_DATEN ZUR AUFGABE:_
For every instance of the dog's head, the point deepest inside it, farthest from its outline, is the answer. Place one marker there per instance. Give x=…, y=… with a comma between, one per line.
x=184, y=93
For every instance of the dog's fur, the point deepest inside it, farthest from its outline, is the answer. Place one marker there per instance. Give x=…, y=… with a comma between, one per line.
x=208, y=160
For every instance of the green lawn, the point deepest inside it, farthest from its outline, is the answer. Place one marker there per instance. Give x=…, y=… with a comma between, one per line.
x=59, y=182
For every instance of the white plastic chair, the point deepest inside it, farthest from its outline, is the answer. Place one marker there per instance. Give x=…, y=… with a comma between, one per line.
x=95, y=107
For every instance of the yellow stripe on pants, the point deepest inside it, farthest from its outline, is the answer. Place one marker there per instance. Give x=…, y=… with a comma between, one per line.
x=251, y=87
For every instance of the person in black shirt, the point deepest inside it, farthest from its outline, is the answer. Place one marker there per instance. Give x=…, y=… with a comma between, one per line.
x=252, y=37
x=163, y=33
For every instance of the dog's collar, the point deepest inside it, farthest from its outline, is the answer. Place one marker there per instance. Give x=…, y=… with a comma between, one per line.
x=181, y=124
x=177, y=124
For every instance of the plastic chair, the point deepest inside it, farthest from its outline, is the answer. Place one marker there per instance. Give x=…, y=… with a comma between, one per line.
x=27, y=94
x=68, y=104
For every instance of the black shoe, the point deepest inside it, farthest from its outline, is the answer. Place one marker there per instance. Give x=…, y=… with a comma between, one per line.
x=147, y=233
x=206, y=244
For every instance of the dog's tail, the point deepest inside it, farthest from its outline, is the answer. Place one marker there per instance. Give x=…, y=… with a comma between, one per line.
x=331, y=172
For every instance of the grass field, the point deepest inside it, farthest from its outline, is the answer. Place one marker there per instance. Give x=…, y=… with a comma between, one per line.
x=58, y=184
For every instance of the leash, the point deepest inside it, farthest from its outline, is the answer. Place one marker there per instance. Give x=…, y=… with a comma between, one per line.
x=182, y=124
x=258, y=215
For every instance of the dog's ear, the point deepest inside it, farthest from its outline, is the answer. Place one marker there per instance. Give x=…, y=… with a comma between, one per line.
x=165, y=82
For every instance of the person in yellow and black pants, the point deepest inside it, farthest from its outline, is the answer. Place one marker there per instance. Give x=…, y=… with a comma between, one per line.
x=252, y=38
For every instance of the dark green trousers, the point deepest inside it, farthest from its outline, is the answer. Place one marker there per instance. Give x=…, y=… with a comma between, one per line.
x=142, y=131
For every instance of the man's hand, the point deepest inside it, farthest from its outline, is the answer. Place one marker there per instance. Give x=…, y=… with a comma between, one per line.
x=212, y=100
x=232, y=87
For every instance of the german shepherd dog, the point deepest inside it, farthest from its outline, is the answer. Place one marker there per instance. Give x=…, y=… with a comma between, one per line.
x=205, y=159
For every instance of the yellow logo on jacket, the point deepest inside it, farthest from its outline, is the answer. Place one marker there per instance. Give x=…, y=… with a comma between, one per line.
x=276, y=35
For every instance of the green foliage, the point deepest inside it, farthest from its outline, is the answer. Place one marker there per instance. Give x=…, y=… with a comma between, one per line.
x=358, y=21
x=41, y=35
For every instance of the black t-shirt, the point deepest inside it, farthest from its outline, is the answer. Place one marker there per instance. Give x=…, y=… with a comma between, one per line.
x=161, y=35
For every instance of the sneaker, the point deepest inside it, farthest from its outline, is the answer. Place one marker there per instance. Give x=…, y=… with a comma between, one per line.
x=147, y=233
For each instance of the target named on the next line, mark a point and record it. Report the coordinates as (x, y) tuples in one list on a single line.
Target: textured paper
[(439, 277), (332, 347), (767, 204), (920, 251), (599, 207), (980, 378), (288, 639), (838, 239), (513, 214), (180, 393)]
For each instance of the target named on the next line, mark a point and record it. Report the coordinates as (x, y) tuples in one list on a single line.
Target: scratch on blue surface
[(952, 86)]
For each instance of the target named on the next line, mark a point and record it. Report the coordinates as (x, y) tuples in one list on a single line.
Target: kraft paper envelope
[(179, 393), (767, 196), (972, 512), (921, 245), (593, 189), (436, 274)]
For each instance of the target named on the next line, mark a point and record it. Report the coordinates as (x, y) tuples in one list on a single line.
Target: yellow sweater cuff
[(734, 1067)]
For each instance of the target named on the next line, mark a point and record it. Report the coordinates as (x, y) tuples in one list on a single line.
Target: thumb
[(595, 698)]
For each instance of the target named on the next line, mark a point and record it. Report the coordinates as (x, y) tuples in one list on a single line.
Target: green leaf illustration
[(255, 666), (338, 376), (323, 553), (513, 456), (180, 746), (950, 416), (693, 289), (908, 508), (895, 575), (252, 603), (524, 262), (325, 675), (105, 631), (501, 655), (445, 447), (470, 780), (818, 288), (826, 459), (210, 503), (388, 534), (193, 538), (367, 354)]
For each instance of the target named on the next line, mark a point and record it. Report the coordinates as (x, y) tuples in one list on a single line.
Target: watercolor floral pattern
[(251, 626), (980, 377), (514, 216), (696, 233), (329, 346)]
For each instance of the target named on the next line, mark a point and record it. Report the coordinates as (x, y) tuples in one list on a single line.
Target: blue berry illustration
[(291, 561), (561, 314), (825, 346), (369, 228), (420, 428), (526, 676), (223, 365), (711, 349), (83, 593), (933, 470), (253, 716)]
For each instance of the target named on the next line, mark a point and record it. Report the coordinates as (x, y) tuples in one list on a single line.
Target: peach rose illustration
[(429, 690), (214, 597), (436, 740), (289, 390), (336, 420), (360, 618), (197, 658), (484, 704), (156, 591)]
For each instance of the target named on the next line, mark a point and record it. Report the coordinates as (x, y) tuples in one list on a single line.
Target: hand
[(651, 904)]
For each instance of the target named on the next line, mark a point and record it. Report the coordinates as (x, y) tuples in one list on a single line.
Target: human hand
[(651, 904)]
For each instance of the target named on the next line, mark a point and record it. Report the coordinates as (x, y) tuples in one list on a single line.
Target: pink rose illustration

_HINWEISE ZUR AUFGABE:_ Gib sämtliche Daten oben Zeile für Zeile unverändert aus.

_GELÖSTE AUFGABE:_
For every instance of the dog's head, the point deepest inside it, farthest from its outline, is the answer. Place one marker there per instance. Give x=…, y=… with a comma between, one per line.
x=184, y=93
For every instance of the dog's fur, the point deepest inside it, farthest from its outline, is the answer. Place one marker there per instance. Give x=…, y=… with a comma between, one per line.
x=208, y=160
For every instance of the green lawn, the point deepest inside it, farthest from its outline, is the answer. Place one marker there per instance. Give x=…, y=… with a comma between, one per line.
x=59, y=182
For every instance of the white plastic chair, the point deepest inside it, farthest from its outline, is the answer. Place one marker there per instance. Give x=…, y=… with a comma between, one per line.
x=95, y=107
For every instance of the yellow stripe on pants, the point deepest inside it, farthest from its outline, is the answer. Place one marker there per instance. Give x=…, y=… with a comma between, one per line.
x=251, y=87
For every instance of the person in black shirt, the point deepest inside it, farthest from its outline, is the answer. Place one marker there per instance. Give x=…, y=… with a comma between, one per line.
x=252, y=37
x=163, y=33
For every instance of the dog's collar, the point deepest inside it, farthest from its outline, is the answer. Place one marker there per instance. Give x=…, y=… with a comma between, one per line.
x=181, y=124
x=177, y=124
For every instance of the plastic chair, the point deepest inside it, farthest from its outline, is the answer. Place one marker there per instance. Give x=…, y=… with a comma between, one per line.
x=27, y=94
x=68, y=104
For every instance of the black shoe, the point deepest inside it, farthest from its outline, is the answer. Place one marker there per instance. Give x=…, y=… with a comma between, one per line.
x=147, y=233
x=206, y=244
For every instance of the dog's tail, the point deepest inside it, farthest from its outline, is the answer. Place one marker there per instance. Give x=…, y=… with a comma between, one per line.
x=331, y=172
For every instance of the grass field, the point deepest inside it, farthest from its outline, is the answer. Place one marker there per instance. Give x=…, y=… with a comma between, one per line.
x=58, y=184
For every instance of the leash, the point deepest inside it, farthest from its outline, is the answer. Place one marker there per instance. Give x=…, y=… with a comma between, one per line.
x=182, y=124
x=258, y=215
For every instance of the dog's ear, the point deepest inside it, farthest from its outline, is the answer. Place one marker there per instance. Give x=…, y=… with a comma between, one per line.
x=165, y=82
For every instance of the person in yellow and black pants, the point deepest inside it, farthest from its outline, is the answer. Place one marker there per instance. Give x=…, y=… with a comma between, one per line.
x=252, y=38
For every instance of the dark green trousers, the point deepest inside it, farthest from its outline, is the answer. Place one marker there per instance. Give x=…, y=… with a comma between, one per line.
x=142, y=131
For every instance of the man's hand, the point deepest inside it, farthest from its outline, is the answer. Place one marker there per instance. Give x=…, y=… with a comma between, one per line.
x=212, y=100
x=232, y=87
For every instance of the german shepherd dog, the point deepest inside it, farthest from its outline, is the answer. Place one marker there per instance. Give x=…, y=… with a comma between, one per line.
x=205, y=159
For every instance of the yellow logo on jacket, the point deepest inside it, farthest from its outline, is the answer. Place one marker there per instance. Give x=…, y=… with a comma between, one per line.
x=276, y=35
For every instance of the green foliage, the point deepest inside it, farthest from its outline, is the answer. Place one marker there per instance. Give x=…, y=… with a comma between, one per line.
x=358, y=21
x=41, y=35
For every instance of the black t-shirt, the point deepest inside it, farthest from its outline, is the answer. Place one marker there per instance. Give x=…, y=… with a comma between, one per line.
x=161, y=35
For every instance of the sneaker, the point deepest inside it, farthest from its outline, is the answer. Place one marker there per instance. Give x=…, y=… with a comma between, one per line.
x=147, y=233
For each instance of the target named on the next line, mark a point and record it. Report the coordinates as (x, y) tuples in one list on a single line.
Target: textured paper
[(439, 277), (332, 347), (767, 204), (920, 251), (599, 207), (980, 378), (288, 639), (838, 239), (513, 214), (180, 393)]
For each instance of the target named on the next line, mark a point and record it. Report the coordinates as (x, y) tuples in one list on a single line.
Target: scratch on blue surface
[(952, 86)]
For each instance of the target named on the next line, mark a point and record it. Report the coordinates as (x, y) tuples in one list on a single line.
Target: kraft paper envelope
[(179, 393), (767, 196), (972, 512), (921, 245), (593, 189), (436, 274)]
For each instance of the target named on the next line, mark a point and record it. Report the coordinates as (x, y) tuples in one list on a single line.
Target: yellow sweater cuff
[(734, 1067)]
For each instance of the target named on the next line, mark a point and record it. Report the coordinates as (x, y) tuples in one list on a single line.
Target: thumb
[(595, 698)]
For each instance of the target named on the next line, mark a point and record it. Report the coordinates as (x, y) tuples in one list on a single line.
Target: green leaf illustration
[(255, 666), (338, 376), (323, 553), (513, 456), (180, 746), (950, 416), (693, 289), (908, 508), (895, 575), (252, 603), (524, 262), (325, 675), (105, 631), (501, 655), (445, 447), (470, 780), (818, 288), (826, 459), (210, 503), (388, 534), (193, 538), (367, 354)]
For each instance of the target named on the next line, mark a point and record it. Report the coordinates as (x, y) tuples in one list on a single line.
Target: watercolor floral pattern
[(251, 626), (980, 377), (514, 216), (696, 233), (329, 346)]
For each instance of the target named on the next line, mark a point and record it. Report the coordinates as (x, y) tuples in one list on a single line.
Target: blue berry illustration
[(291, 561), (561, 314), (825, 346), (369, 228), (420, 428), (526, 676), (223, 365), (711, 349), (83, 593), (933, 470), (253, 716)]
For each instance of the target named on the next line, mark a point and record it. Report the coordinates as (x, y) tuples in one list on a single line.
Target: peach rose illustration
[(429, 690), (214, 597), (436, 740), (289, 390), (336, 420), (360, 618), (197, 658), (484, 704), (156, 591)]
For each instance of the target named on the next line, mark a point and record it. Report the coordinates as (x, y) tuples in one list on a single line.
Target: hand
[(651, 904)]
For each instance of the target named on the next line, mark a point and record it. Report the coordinates as (x, y) tuples in one list on a single line.
Target: human hand
[(651, 904)]
For each instance of the target named on the next line, mark a point and record it. Report the coordinates as (x, y) tuples in one list on a single line.
Target: pink rose illustration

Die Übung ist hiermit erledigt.